Coordinate annotation entries

★ ★ ★ ★ ★

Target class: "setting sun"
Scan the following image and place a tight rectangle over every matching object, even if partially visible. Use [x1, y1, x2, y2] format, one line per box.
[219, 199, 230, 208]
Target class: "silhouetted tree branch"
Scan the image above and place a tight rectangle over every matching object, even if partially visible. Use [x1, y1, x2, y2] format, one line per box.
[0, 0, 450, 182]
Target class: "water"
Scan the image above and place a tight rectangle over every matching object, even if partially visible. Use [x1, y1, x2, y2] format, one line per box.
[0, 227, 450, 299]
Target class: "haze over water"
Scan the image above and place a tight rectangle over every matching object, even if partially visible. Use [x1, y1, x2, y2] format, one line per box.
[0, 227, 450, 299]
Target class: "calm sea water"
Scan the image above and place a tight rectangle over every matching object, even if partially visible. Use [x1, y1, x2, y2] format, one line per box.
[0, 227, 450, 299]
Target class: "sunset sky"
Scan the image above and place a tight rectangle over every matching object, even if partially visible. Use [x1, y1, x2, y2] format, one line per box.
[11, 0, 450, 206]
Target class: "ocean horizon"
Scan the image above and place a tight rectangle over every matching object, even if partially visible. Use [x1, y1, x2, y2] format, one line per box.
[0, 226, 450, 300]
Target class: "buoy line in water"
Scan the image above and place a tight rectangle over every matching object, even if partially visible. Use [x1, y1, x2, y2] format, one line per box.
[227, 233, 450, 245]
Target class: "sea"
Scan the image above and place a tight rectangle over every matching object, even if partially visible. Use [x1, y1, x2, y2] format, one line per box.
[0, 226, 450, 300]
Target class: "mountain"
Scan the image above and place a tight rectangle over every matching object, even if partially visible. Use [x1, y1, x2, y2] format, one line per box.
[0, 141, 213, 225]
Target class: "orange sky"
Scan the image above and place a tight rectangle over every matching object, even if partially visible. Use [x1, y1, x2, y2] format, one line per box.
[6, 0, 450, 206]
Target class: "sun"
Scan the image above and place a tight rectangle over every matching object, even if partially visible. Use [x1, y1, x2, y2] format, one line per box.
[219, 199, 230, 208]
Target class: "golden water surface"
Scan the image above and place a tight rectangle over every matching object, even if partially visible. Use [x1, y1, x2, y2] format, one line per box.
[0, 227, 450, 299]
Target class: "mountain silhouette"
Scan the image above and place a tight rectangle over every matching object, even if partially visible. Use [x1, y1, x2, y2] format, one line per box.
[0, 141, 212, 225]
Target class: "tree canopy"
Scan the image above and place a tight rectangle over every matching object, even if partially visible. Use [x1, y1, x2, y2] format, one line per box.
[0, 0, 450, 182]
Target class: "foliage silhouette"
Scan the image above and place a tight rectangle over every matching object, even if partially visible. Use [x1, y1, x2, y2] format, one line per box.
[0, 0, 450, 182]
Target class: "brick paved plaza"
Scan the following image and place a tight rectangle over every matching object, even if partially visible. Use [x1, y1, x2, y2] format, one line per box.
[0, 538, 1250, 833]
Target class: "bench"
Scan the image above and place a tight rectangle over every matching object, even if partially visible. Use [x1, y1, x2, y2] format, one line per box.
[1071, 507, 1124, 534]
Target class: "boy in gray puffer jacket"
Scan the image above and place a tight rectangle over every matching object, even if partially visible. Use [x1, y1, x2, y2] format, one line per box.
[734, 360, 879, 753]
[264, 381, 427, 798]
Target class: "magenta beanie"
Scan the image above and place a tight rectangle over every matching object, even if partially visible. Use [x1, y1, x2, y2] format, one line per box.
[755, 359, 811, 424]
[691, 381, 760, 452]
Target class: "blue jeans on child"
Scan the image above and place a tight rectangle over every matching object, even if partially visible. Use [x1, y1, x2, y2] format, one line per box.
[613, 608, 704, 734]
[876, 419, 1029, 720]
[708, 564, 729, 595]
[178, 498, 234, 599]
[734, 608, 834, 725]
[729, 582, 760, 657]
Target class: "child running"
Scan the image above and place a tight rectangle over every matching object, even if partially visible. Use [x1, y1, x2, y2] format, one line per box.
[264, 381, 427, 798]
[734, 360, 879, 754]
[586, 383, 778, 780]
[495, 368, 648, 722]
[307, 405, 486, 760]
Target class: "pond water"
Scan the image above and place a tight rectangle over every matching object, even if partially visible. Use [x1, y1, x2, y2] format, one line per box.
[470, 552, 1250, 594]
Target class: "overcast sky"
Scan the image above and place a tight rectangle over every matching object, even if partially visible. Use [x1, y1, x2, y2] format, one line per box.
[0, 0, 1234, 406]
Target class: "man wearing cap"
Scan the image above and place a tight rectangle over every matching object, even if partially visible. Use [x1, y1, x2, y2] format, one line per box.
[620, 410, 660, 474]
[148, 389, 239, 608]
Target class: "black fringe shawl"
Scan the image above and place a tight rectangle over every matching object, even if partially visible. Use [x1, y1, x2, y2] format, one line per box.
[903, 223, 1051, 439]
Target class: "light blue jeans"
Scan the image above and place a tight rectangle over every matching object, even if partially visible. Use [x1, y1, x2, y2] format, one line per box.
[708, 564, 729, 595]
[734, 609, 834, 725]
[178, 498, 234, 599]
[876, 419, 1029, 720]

★ ★ ★ ★ ★

**Short task**
Convert every line of the records above into a numbered list, omitting any blank lines.

**Answer in full**
1. Target class: "setting sun"
2. Scan the following image and place a tight rectangle over every matching object, even if partially visible. Use [x1, y1, x2, y2] format, one line per box.
3. [219, 199, 230, 208]
4. Target class: "silhouetted tree branch"
5. Scan the image above and place a tight rectangle over every matching object, even if partially visible. Use [x1, y1, x2, y2] format, one line per box.
6. [0, 0, 450, 182]
7. Target class: "water"
8. Scan the image above and place a tight rectangle over every matching object, even if partially visible. Use [x1, y1, x2, y2] format, one line per box.
9. [0, 227, 450, 299]
10. Target class: "haze over water"
11. Scan the image above and place a tight rectangle over every matching object, even if partially visible. Use [x1, y1, x2, y2] format, one line per box.
12. [0, 227, 450, 299]
13. Target class: "calm sea water"
14. Scan the image above and place a tight rectangle over every matching object, even if partially visible. Use [x1, y1, x2, y2] format, one line per box.
15. [0, 227, 450, 299]
16. Target class: "sunset sky"
17. Scan the image above and place a tight rectangle over every matching object, even if partially visible. Use [x1, y1, x2, y2] format, one line per box.
18. [11, 0, 450, 206]
19. Target class: "ocean horizon"
20. Scan the image above and place a tight rectangle over every matching object, even if partially visible. Use [x1, y1, x2, y2] format, one line per box.
21. [0, 226, 450, 300]
22. Target class: "buoy line in water"
23. Scan the image above and place a tight rectangle over every matching object, even if partially visible. Use [x1, y1, x2, y2] format, one line per box.
24. [227, 233, 450, 245]
25. Target class: "sea"
26. Scan the image above and place a tight rectangle over every matching object, even if partially visible. Use [x1, y1, x2, y2] format, one line per box.
27. [0, 226, 450, 300]
28. Target class: "mountain"
29. Scan the image above and place a tight rectangle over every matching object, even if partially visible. Use [x1, y1, x2, y2] format, one line per box.
30. [0, 141, 213, 225]
31. Target class: "orange sky"
32. Scan the image above and place a tight rectangle over every matching object, even if partially visible. Use [x1, y1, x2, y2] format, one line per box.
33. [6, 0, 450, 206]
34. Target class: "sun"
35. Scan the image above and place a tight rectangle over every matching object, even if partially visible. Use [x1, y1, x2, y2] format, one line per box.
36. [219, 199, 230, 208]
37. Target class: "golden water surface"
38. Scan the image above and place a tight rectangle over every matching object, even if partially visible. Use [x1, y1, x2, y2] format, one line per box.
39. [0, 227, 450, 299]
40. Target class: "mountain silhouette"
41. Scan the image above and place a tight rectangle over every matching object, even if partially visible. Use [x1, y1, x2, y2] format, one line per box.
42. [0, 141, 212, 225]
43. Target class: "tree canopy"
44. Scan the image above and place a tight rectangle over every matching object, even if partially visible. Use [x1, y1, x2, y2] format, one line per box.
45. [0, 0, 450, 182]
46. Target class: "foliage silhouette"
47. Scan the image above and place a tight rectangle over every matching object, even if partially visible. Use [x1, y1, x2, y2] format, one line per box.
48. [0, 0, 450, 182]
49. Target class: "brick paved plaza"
50. Scan the following image and place a tight rectangle over every matching object, even if partially visible. Use [x1, y1, x2, y2] format, one line per box.
51. [0, 538, 1250, 833]
52. Target class: "bench"
53. Scan the image above and place a tight rectangle over every matching object, even if partially visible. Use [x1, y1, x2, y2] format, one line per box.
54. [1071, 507, 1124, 534]
55. Target class: "boy in gray puffer jacket"
56. Scan the image above and place a tight rectangle over every matching object, even if partially visible. Use [x1, y1, x2, y2] format, one line per box.
57. [734, 360, 879, 753]
58. [264, 381, 427, 798]
59. Target class: "magenta beanie"
60. Scan the image above and place a tight rectangle over every matching object, even if partially visible. Use [x1, y1, x2, y2] format, one line per box.
61. [755, 359, 811, 424]
62. [691, 381, 760, 452]
63. Target class: "blue jeans on child"
64. Scan the image above and place a tight rectangle over every matching object, even if partially visible. Use [x1, y1, x2, y2] format, one line per box.
65. [613, 608, 704, 734]
66. [876, 419, 1029, 720]
67. [708, 564, 729, 595]
68. [178, 498, 234, 599]
69. [734, 608, 834, 725]
70. [729, 582, 760, 657]
71. Target class: "child running"
72. Scan the image above and place a tight rectangle over every matching object, even if partially visible. Use [x1, y1, x2, y2] format, one line per box.
73. [264, 381, 427, 798]
74. [734, 360, 879, 754]
75. [586, 383, 778, 780]
76. [495, 368, 648, 722]
77. [307, 405, 486, 760]
78. Target class: "pond water"
79. Scan the image above and place a tight rectangle over every matching object, even if partially visible. Use [x1, y1, x2, y2] format, one line per box.
80. [470, 552, 1250, 594]
81. Target class: "overcast sky"
82. Scan the image above and place a tight rectangle over every matching object, even if partially visible. Use [x1, y1, x2, y2] format, one line per box.
83. [0, 0, 1234, 406]
84. Target class: "man wearing cap"
85. Scan the image above and place a tight rectangle over every matching object, even if partially visible. Use [x1, y1, x2, y2] format, one line per box.
86. [620, 410, 660, 474]
87. [148, 389, 239, 608]
88. Target class: "black fringe shawl"
89. Scan the image above and place a tight rectangle over every matching object, even if partially visible. Use [x1, y1, x2, y2] format, one line per box.
90. [903, 223, 1051, 439]
91. Target class: "light blue jeans"
92. Scan the image above and place a tight rectangle over every matching object, even if partially visible. Use [x1, y1, x2, y2] format, one line per box.
93. [708, 564, 729, 595]
94. [734, 609, 834, 725]
95. [178, 498, 234, 599]
96. [876, 419, 1029, 720]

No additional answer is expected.